(Part of a data file)
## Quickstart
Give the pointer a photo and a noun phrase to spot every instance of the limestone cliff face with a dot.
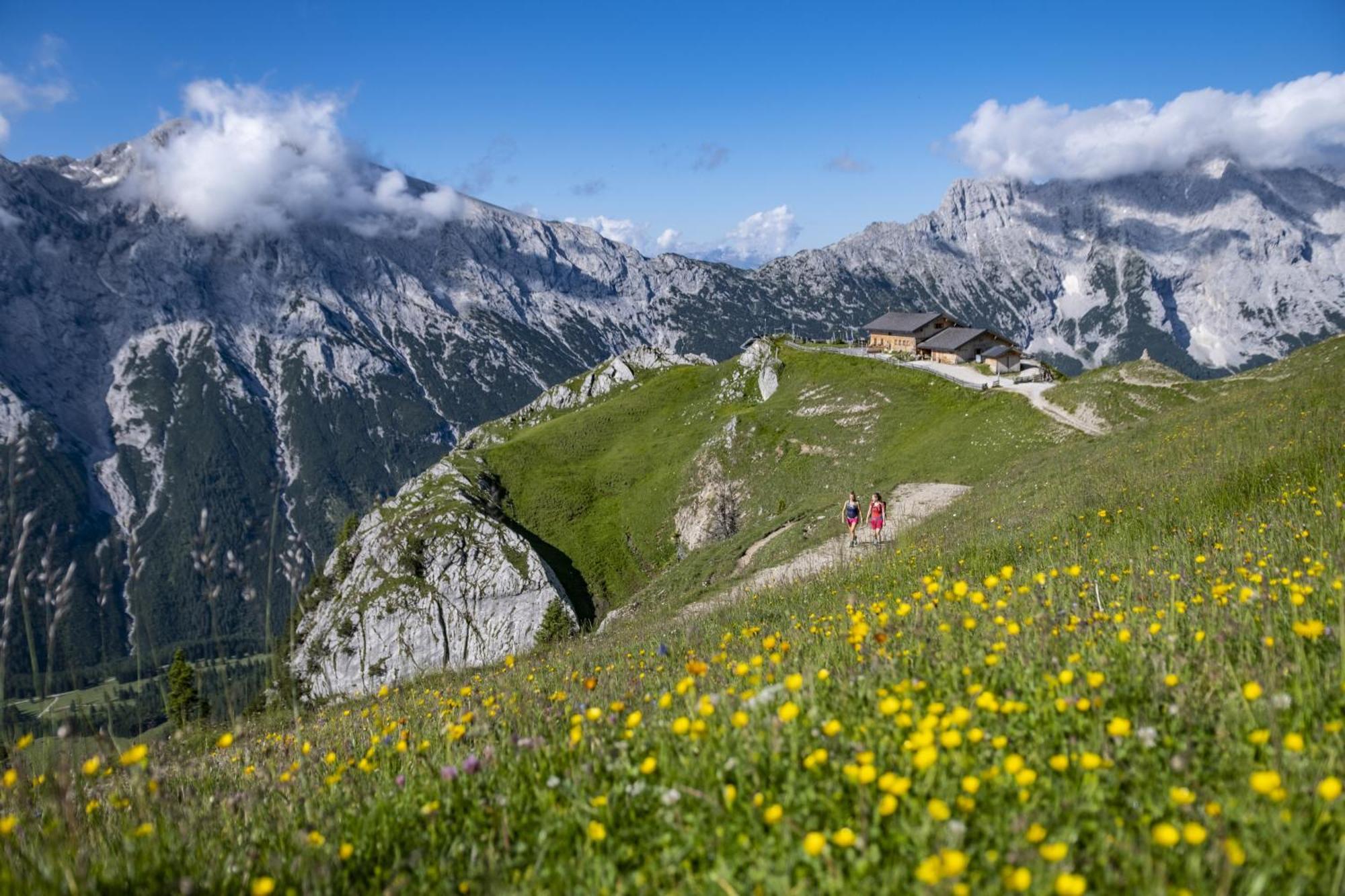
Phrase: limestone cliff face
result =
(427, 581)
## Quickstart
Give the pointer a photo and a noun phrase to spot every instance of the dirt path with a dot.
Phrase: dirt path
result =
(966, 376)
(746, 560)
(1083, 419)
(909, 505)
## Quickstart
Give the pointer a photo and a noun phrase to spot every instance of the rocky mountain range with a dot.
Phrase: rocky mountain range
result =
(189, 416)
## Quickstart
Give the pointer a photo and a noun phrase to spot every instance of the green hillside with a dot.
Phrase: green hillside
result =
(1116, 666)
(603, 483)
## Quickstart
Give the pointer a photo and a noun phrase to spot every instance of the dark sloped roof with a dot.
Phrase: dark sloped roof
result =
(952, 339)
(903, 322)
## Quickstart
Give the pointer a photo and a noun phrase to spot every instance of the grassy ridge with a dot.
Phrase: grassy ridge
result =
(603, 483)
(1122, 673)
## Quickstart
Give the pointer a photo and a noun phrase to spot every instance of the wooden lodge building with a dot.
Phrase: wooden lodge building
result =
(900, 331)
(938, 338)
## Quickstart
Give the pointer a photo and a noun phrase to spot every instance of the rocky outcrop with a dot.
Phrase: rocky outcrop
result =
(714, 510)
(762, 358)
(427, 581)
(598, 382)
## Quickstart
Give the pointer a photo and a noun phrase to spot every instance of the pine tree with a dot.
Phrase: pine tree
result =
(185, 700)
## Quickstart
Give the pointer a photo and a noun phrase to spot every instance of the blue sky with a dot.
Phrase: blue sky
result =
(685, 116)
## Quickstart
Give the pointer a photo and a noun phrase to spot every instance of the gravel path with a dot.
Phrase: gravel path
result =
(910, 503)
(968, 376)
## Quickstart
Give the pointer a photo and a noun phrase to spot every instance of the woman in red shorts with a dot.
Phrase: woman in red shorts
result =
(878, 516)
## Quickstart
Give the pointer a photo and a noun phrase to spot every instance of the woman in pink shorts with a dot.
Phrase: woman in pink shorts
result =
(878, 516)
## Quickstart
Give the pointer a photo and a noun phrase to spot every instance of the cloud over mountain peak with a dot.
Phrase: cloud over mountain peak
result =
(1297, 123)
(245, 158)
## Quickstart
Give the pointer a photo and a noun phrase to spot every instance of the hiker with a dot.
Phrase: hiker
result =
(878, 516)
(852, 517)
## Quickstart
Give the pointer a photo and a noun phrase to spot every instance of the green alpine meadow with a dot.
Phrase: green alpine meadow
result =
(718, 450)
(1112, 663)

--

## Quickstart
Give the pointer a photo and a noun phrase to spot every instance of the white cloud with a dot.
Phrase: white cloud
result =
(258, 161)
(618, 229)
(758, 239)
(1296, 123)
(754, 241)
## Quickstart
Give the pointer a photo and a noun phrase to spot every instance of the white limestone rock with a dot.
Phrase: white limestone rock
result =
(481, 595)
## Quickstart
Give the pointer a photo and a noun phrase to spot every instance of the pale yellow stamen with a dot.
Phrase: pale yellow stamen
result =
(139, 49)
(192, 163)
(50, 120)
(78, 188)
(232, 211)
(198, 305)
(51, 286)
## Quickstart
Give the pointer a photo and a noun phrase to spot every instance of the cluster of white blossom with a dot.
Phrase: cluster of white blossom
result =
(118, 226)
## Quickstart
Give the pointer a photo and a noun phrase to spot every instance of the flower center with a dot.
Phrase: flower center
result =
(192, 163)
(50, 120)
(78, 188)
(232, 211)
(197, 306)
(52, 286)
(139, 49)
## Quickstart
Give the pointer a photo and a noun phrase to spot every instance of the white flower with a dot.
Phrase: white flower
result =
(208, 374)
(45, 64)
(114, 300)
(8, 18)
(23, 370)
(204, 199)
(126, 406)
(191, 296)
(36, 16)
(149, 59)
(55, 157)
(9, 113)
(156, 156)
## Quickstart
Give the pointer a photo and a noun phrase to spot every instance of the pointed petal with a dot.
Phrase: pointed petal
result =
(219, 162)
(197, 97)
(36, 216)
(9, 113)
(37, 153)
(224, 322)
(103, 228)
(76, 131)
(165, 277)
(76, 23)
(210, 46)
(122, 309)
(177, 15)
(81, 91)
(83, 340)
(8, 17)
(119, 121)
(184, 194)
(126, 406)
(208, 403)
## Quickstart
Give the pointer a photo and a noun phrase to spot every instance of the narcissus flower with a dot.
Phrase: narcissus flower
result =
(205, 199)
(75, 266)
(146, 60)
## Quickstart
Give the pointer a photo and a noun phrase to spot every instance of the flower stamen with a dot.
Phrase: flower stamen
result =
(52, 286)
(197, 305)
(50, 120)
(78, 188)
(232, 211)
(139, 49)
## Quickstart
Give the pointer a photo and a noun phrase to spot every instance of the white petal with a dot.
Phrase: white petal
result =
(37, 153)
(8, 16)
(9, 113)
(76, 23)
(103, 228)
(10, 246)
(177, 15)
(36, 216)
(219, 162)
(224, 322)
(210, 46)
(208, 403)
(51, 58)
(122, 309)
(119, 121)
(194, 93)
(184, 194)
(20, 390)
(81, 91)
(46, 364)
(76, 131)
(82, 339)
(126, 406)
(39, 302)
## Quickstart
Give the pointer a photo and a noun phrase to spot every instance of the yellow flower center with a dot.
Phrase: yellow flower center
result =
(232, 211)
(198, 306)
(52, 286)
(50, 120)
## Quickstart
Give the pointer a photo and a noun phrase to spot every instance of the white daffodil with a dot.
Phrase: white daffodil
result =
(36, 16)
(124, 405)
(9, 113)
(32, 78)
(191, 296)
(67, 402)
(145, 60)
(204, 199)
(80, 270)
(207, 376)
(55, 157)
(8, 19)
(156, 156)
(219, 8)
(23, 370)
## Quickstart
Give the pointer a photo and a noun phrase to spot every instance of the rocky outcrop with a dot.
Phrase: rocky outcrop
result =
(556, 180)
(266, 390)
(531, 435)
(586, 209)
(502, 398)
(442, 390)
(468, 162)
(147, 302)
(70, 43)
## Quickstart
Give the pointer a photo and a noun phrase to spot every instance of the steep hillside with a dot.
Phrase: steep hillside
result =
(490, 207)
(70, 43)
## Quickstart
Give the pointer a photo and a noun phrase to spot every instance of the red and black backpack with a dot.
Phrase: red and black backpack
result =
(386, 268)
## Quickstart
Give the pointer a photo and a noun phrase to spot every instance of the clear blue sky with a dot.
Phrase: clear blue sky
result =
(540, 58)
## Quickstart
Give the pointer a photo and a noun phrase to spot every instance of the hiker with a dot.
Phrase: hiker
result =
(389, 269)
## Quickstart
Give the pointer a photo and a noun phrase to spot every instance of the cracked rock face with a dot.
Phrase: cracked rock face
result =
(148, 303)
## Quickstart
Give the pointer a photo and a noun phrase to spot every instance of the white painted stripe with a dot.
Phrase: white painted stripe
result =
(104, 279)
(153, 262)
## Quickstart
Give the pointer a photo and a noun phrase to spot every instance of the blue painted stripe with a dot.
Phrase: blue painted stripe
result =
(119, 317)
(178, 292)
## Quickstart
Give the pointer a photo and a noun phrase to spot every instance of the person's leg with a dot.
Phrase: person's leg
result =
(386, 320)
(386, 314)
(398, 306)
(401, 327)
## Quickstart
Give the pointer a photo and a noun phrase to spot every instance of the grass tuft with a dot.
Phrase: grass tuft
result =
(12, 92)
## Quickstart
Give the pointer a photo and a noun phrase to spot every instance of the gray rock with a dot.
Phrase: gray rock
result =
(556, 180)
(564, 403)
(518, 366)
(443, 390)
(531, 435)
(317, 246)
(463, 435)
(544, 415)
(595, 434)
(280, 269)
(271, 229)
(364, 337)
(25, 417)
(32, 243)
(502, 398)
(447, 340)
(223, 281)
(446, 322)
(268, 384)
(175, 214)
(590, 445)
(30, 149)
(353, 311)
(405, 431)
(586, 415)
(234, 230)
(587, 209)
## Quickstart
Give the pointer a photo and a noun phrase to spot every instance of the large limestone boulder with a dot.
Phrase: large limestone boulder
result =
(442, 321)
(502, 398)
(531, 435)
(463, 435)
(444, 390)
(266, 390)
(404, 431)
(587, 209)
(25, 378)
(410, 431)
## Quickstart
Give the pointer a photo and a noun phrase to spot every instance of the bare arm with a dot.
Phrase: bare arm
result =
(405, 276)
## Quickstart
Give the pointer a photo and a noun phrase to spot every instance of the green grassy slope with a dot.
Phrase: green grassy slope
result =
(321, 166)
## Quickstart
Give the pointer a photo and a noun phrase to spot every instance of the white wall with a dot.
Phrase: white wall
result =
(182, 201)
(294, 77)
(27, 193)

The problem:
Select every line of the records that contains the word "black", and copy each of those lines.

Solution:
Give the pointer a photo and a noun phrase to spot every instance of the red and black backpack with a dot.
Phrase: red and black backpack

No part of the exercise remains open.